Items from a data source
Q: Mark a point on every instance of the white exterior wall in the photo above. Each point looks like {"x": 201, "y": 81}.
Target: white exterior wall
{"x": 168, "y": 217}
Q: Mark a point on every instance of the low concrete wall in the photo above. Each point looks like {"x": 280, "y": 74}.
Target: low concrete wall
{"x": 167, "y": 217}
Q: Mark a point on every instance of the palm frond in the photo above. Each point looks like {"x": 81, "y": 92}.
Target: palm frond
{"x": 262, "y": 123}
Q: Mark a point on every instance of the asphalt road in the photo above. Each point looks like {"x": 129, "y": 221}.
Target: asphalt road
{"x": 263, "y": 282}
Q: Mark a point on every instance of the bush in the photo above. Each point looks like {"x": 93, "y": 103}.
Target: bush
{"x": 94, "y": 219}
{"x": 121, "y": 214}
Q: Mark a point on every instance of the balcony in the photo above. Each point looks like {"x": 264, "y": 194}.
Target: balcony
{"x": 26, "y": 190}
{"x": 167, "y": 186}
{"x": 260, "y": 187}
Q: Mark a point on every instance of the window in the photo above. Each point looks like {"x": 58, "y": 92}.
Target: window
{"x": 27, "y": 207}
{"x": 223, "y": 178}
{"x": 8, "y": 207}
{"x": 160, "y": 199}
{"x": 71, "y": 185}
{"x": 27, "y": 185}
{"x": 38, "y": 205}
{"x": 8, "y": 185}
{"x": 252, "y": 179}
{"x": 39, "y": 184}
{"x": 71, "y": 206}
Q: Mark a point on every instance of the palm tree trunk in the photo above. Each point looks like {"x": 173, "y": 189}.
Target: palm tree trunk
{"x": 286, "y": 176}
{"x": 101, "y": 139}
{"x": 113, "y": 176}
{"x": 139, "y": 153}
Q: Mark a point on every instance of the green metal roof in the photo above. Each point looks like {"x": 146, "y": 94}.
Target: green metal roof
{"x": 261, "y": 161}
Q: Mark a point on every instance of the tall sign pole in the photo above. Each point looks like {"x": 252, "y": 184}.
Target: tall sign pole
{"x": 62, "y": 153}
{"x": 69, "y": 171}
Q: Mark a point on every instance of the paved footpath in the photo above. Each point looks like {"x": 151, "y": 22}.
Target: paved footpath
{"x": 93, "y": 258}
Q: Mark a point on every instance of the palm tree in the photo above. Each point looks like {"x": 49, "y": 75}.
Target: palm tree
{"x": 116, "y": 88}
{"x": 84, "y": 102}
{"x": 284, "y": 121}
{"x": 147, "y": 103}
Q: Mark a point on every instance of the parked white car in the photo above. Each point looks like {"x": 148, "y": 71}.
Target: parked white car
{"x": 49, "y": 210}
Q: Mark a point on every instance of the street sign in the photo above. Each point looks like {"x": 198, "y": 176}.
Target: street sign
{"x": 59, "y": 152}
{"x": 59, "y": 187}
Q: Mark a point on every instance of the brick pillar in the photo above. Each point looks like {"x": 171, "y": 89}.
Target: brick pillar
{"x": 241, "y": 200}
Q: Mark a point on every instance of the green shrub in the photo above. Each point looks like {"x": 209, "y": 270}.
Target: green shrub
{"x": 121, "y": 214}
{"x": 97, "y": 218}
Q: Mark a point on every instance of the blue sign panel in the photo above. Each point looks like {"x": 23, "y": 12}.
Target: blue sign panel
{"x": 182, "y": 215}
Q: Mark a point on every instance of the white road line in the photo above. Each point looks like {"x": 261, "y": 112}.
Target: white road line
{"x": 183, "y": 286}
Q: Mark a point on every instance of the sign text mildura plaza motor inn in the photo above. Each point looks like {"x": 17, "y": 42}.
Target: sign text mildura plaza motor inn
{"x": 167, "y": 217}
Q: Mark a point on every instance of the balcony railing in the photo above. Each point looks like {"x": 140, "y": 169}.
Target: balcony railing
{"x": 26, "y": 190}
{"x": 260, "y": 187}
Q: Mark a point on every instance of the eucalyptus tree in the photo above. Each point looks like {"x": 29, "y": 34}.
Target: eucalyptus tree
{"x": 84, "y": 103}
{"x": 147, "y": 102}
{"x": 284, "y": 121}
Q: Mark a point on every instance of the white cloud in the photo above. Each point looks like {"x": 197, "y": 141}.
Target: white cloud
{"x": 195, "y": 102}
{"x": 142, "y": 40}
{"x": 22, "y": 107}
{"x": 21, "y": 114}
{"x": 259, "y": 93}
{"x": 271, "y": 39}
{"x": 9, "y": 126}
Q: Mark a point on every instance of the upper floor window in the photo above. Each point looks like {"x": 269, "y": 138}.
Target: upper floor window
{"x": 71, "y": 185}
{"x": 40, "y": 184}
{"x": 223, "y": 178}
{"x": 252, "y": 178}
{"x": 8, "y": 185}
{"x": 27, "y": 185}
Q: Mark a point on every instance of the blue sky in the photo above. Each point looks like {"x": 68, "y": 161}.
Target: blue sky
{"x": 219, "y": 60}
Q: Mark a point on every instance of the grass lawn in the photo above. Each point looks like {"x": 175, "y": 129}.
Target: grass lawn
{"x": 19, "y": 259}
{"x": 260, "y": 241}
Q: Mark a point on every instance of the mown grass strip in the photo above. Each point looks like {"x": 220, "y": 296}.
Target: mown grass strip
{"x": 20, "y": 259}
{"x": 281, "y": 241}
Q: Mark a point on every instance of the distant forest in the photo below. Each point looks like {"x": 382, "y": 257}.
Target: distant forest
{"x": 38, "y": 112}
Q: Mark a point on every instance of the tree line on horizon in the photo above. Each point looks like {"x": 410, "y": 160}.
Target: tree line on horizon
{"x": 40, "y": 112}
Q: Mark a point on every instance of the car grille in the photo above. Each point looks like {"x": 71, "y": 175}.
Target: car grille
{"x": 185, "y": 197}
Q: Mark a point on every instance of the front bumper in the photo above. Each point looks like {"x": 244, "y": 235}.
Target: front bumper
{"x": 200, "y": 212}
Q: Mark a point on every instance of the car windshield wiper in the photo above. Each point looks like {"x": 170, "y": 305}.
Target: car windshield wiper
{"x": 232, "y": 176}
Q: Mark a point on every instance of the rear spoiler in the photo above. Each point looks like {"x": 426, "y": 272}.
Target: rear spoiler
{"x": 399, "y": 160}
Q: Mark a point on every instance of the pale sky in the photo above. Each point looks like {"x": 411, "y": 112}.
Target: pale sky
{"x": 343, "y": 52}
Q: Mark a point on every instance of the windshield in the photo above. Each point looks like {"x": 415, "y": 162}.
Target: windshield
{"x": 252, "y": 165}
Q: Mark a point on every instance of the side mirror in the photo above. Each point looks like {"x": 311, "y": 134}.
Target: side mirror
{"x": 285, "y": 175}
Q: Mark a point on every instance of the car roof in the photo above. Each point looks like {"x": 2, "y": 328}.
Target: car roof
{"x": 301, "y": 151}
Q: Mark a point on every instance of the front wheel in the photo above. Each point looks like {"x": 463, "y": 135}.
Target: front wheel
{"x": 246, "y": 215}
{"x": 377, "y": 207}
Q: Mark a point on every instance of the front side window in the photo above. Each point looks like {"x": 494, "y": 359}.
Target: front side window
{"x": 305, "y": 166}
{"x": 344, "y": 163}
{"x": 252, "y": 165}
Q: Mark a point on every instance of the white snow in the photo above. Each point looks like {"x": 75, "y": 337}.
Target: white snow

> GOAL
Recast the rows above as a JSON list of strings, with one string for each line and no blank lines.

> EXERCISE SOLUTION
[
  "Q: Mark a point on every instance of the white exterior wall in the photo above. Each point looks like {\"x\": 201, \"y\": 81}.",
  "Target: white exterior wall",
  "{\"x\": 168, \"y\": 217}",
  "Q: Mark a point on every instance of the low concrete wall in the photo above. Each point looks like {\"x\": 280, \"y\": 74}.",
  "Target: low concrete wall",
  "{\"x\": 167, \"y\": 217}",
  "Q: Mark a point on every instance of the palm frond in the photo above. Each point looks like {\"x\": 81, \"y\": 92}.",
  "Target: palm frond",
  "{\"x\": 262, \"y\": 123}",
  "Q: Mark a point on every instance of the asphalt road in the photo above. Each point looks like {\"x\": 129, \"y\": 221}.",
  "Target: asphalt road",
  "{\"x\": 263, \"y\": 282}",
  "Q: Mark a point on every instance of the bush in the photo above. Each point looks like {\"x\": 93, \"y\": 103}.",
  "Target: bush",
  "{\"x\": 94, \"y\": 219}",
  "{\"x\": 121, \"y\": 214}",
  "Q: Mark a point on every instance of the balcony in the photo above. Each point looks like {\"x\": 264, \"y\": 194}.",
  "Target: balcony",
  "{\"x\": 26, \"y\": 190}",
  "{\"x\": 167, \"y\": 186}",
  "{\"x\": 260, \"y\": 187}",
  "Q: Mark a point on every instance of the window in the photo above. Each point looks like {\"x\": 58, \"y\": 92}.",
  "Target: window",
  "{\"x\": 27, \"y\": 207}",
  "{\"x\": 223, \"y\": 178}",
  "{\"x\": 8, \"y\": 207}",
  "{\"x\": 160, \"y\": 199}",
  "{\"x\": 71, \"y\": 185}",
  "{\"x\": 27, \"y\": 185}",
  "{\"x\": 38, \"y\": 205}",
  "{\"x\": 8, \"y\": 185}",
  "{\"x\": 252, \"y\": 179}",
  "{\"x\": 39, \"y\": 184}",
  "{\"x\": 71, \"y\": 206}",
  "Q: Mark a point on every instance of the palm tree trunk in the photo above. Each point looks like {\"x\": 173, \"y\": 189}.",
  "Target: palm tree trunk",
  "{\"x\": 286, \"y\": 176}",
  "{\"x\": 101, \"y\": 139}",
  "{\"x\": 113, \"y\": 176}",
  "{\"x\": 139, \"y\": 153}",
  "Q: Mark a point on every instance of the green metal roof in the photo above. Each point looks like {\"x\": 146, \"y\": 94}.",
  "Target: green metal roof",
  "{\"x\": 261, \"y\": 161}",
  "Q: Mark a point on every instance of the tall sign pole in the photo above. Each point looks like {\"x\": 252, \"y\": 184}.",
  "Target: tall sign pole",
  "{\"x\": 62, \"y\": 153}",
  "{\"x\": 69, \"y\": 171}",
  "Q: Mark a point on every instance of the paved footpath in the photo above. Each point looks like {\"x\": 151, \"y\": 22}.",
  "Target: paved footpath",
  "{\"x\": 93, \"y\": 258}",
  "Q: Mark a point on every instance of the palm tree in the photo above. Each point looks like {\"x\": 49, \"y\": 75}.",
  "Target: palm tree",
  "{\"x\": 116, \"y\": 88}",
  "{\"x\": 84, \"y\": 102}",
  "{\"x\": 284, \"y\": 121}",
  "{\"x\": 147, \"y\": 103}",
  "Q: Mark a point on every instance of the parked white car in the photo above. Each point looks like {\"x\": 148, \"y\": 71}.",
  "Target: parked white car",
  "{\"x\": 49, \"y\": 210}",
  "Q: Mark a point on every instance of the street sign in the photo above. Each point looks like {\"x\": 198, \"y\": 176}.",
  "Target: street sign",
  "{\"x\": 59, \"y\": 152}",
  "{\"x\": 59, \"y\": 187}",
  "Q: Mark a point on every instance of the brick pillar in the photo above. Each point looks like {\"x\": 171, \"y\": 89}.",
  "Target: brick pillar",
  "{\"x\": 241, \"y\": 200}",
  "Q: Mark a point on every instance of the green shrub in the photo above. Each point looks like {\"x\": 209, \"y\": 270}.",
  "Target: green shrub",
  "{\"x\": 121, \"y\": 214}",
  "{\"x\": 97, \"y\": 218}",
  "Q: Mark a point on every instance of the blue sign panel in the photo above. Each point looks like {\"x\": 23, \"y\": 12}.",
  "Target: blue sign panel",
  "{\"x\": 182, \"y\": 215}",
  "Q: Mark a point on every instance of the white road line in the photo above. Each point looks like {\"x\": 261, \"y\": 112}.",
  "Target: white road line",
  "{\"x\": 183, \"y\": 286}",
  "Q: Mark a point on every instance of the sign text mildura plaza motor inn in the photo above. Each point looks like {\"x\": 17, \"y\": 42}.",
  "Target: sign text mildura plaza motor inn",
  "{\"x\": 167, \"y\": 217}",
  "Q: Mark a point on every instance of the balcony railing in the photo above. Each point looks like {\"x\": 140, \"y\": 169}.",
  "Target: balcony railing",
  "{\"x\": 26, \"y\": 190}",
  "{\"x\": 260, \"y\": 187}",
  "Q: Mark a point on every instance of the eucalyptus tree in the photo above. Each point looks like {\"x\": 29, \"y\": 34}.",
  "Target: eucalyptus tree",
  "{\"x\": 84, \"y\": 103}",
  "{\"x\": 147, \"y\": 102}",
  "{\"x\": 284, \"y\": 121}",
  "Q: Mark a point on every instance of the white cloud in the photo above. Each point looks like {\"x\": 197, \"y\": 141}.",
  "Target: white cloud",
  "{\"x\": 195, \"y\": 102}",
  "{\"x\": 142, \"y\": 40}",
  "{\"x\": 22, \"y\": 107}",
  "{\"x\": 21, \"y\": 114}",
  "{\"x\": 259, \"y\": 93}",
  "{\"x\": 271, \"y\": 39}",
  "{\"x\": 9, \"y\": 126}",
  "Q: Mark a point on every instance of the upper floor window in the photo above. Each point looks like {\"x\": 269, \"y\": 138}.",
  "Target: upper floor window",
  "{\"x\": 71, \"y\": 185}",
  "{\"x\": 40, \"y\": 184}",
  "{\"x\": 223, \"y\": 178}",
  "{\"x\": 252, \"y\": 178}",
  "{\"x\": 8, \"y\": 185}",
  "{\"x\": 27, \"y\": 185}",
  "Q: Mark a point on every instance of the blue sky in the photo above. Each point looks like {\"x\": 68, \"y\": 161}.",
  "Target: blue sky",
  "{\"x\": 219, \"y\": 60}",
  "Q: Mark a point on every instance of the grass lawn in the photo above. Each point looks like {\"x\": 175, \"y\": 129}.",
  "Target: grass lawn",
  "{\"x\": 19, \"y\": 259}",
  "{\"x\": 260, \"y\": 241}",
  "Q: Mark a point on every instance of the mown grass strip in the photo above. Each point looks like {\"x\": 220, \"y\": 296}.",
  "Target: mown grass strip",
  "{\"x\": 20, \"y\": 259}",
  "{\"x\": 281, \"y\": 241}",
  "Q: Mark a point on every instance of the distant forest in the photo below. Each point looks like {\"x\": 382, \"y\": 257}.",
  "Target: distant forest",
  "{\"x\": 38, \"y\": 112}",
  "Q: Mark a point on every instance of the tree line on horizon in the photo above. Each point looks like {\"x\": 410, \"y\": 160}.",
  "Target: tree line on horizon",
  "{\"x\": 40, \"y\": 112}",
  "Q: Mark a point on every instance of the car grille in the photo above. Each point looks like {\"x\": 71, \"y\": 175}.",
  "Target: car grille",
  "{\"x\": 185, \"y\": 197}",
  "Q: Mark a point on every instance of the front bumper in the photo above. Each point looks like {\"x\": 244, \"y\": 235}.",
  "Target: front bumper",
  "{\"x\": 200, \"y\": 212}",
  "Q: Mark a point on every instance of the car windshield wiper in the photo above. Each point looks like {\"x\": 170, \"y\": 305}.",
  "Target: car windshield wiper",
  "{\"x\": 232, \"y\": 176}",
  "Q: Mark a point on every instance of the rear spoiler in the photo above. Each point looks like {\"x\": 426, \"y\": 272}.",
  "Target: rear spoiler",
  "{\"x\": 399, \"y\": 160}",
  "Q: Mark a point on every instance of the pale sky in the photo above. Each point looks like {\"x\": 411, \"y\": 112}.",
  "Target: pale sky",
  "{\"x\": 343, \"y\": 52}",
  "Q: Mark a point on every instance of the windshield in the photo above. Each point looks like {\"x\": 415, \"y\": 162}.",
  "Target: windshield",
  "{\"x\": 252, \"y\": 165}",
  "Q: Mark a point on every instance of the side mirror in the photo above. Each point looks like {\"x\": 311, \"y\": 134}.",
  "Target: side mirror",
  "{\"x\": 285, \"y\": 175}",
  "Q: Mark a point on every instance of the car roof in the photo above. Each point looks like {\"x\": 2, \"y\": 328}.",
  "Target: car roof",
  "{\"x\": 301, \"y\": 151}",
  "Q: Mark a point on every instance of the front wheel in the photo above. Each point looks like {\"x\": 463, \"y\": 135}.",
  "Target: front wheel",
  "{\"x\": 246, \"y\": 215}",
  "{\"x\": 377, \"y\": 207}",
  "Q: Mark a point on every instance of the front side window in the photo above. Each point looks like {\"x\": 494, \"y\": 359}.",
  "Target: front side window",
  "{\"x\": 305, \"y\": 166}",
  "{\"x\": 344, \"y\": 163}",
  "{\"x\": 252, \"y\": 165}",
  "Q: Mark a point on every instance of the white snow in the photo above. Each point looks like {\"x\": 75, \"y\": 337}.",
  "Target: white snow"
]